Ecosystem compatibility
PolarDB-X fully embraces and contributes to the open source ecosystem of MySQL. PolarDB-X has full control over its codebase and is compatible with distributed MySQL databases. The PolarDB-X architecture is simple and open. This makes PolarDB-X easy to operate and maintain. PolarDB-X can work with other Alibaba Cloud database services such as DTS, Data Disaster Recovery, and DMS to form a closed loop. This way, PolarDB-X can be connected to the entire ecosystem of Alibaba Cloud.

Instructions for the task>
Answer these questions from the ecosystem compatibility excerpt:
1. Whose open source ecosystem does PolarDB-X embrace and contribute to?
2. What makes PolarDB-X easy to operate and maintain?
3. Which Alibaba Cloud database services are named as ones PolarDB-X can work with?

Records>
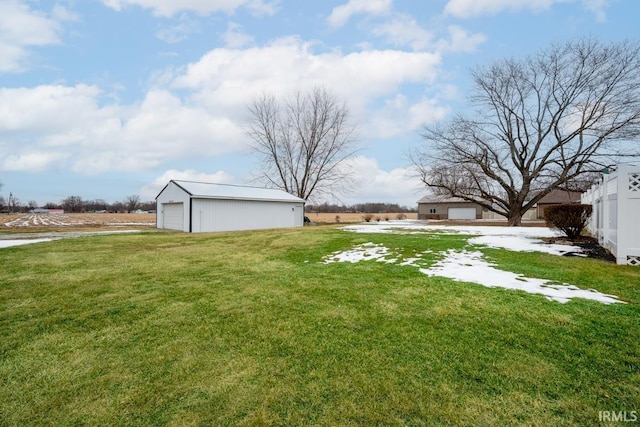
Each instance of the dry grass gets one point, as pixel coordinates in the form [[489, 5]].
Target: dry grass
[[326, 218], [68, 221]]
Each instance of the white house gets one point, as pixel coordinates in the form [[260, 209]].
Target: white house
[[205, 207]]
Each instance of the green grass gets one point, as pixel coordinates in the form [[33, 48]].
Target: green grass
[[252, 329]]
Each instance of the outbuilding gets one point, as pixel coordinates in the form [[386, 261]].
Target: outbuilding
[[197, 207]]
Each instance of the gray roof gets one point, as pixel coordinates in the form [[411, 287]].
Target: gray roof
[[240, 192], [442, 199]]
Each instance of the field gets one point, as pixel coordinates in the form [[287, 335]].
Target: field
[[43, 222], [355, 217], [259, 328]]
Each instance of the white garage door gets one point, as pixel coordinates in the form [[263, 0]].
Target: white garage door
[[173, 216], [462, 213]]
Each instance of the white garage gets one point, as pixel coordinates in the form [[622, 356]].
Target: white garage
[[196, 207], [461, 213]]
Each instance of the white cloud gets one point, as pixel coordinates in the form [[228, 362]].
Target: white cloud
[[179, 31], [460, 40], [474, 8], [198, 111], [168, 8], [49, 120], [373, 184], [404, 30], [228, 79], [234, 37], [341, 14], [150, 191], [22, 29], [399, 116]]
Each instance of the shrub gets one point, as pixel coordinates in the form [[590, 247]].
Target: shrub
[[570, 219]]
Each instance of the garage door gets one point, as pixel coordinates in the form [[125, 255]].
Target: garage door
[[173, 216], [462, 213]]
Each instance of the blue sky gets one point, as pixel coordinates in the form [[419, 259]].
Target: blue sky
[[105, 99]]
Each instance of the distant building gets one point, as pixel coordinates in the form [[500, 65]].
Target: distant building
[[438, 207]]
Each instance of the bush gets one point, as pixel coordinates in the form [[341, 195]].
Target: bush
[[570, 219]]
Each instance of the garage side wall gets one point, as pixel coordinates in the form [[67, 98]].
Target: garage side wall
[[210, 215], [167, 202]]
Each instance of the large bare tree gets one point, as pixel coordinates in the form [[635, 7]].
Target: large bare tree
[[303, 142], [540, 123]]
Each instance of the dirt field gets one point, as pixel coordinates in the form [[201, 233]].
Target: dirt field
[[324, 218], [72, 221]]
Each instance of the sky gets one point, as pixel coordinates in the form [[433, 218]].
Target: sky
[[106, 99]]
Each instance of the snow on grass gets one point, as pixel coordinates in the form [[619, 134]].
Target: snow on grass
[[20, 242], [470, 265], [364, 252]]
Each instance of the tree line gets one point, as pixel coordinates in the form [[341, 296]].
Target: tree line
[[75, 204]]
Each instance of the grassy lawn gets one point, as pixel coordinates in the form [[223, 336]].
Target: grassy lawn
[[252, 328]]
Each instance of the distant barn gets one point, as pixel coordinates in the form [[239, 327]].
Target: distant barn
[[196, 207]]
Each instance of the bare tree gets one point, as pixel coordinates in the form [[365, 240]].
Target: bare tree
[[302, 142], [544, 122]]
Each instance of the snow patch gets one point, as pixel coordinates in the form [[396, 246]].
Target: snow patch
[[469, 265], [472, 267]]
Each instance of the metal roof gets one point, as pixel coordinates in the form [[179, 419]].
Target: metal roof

Answer space>
1. MySQL's.
2. Its simple and open architecture.
3. DTS, Data Disaster Recovery, and DMS.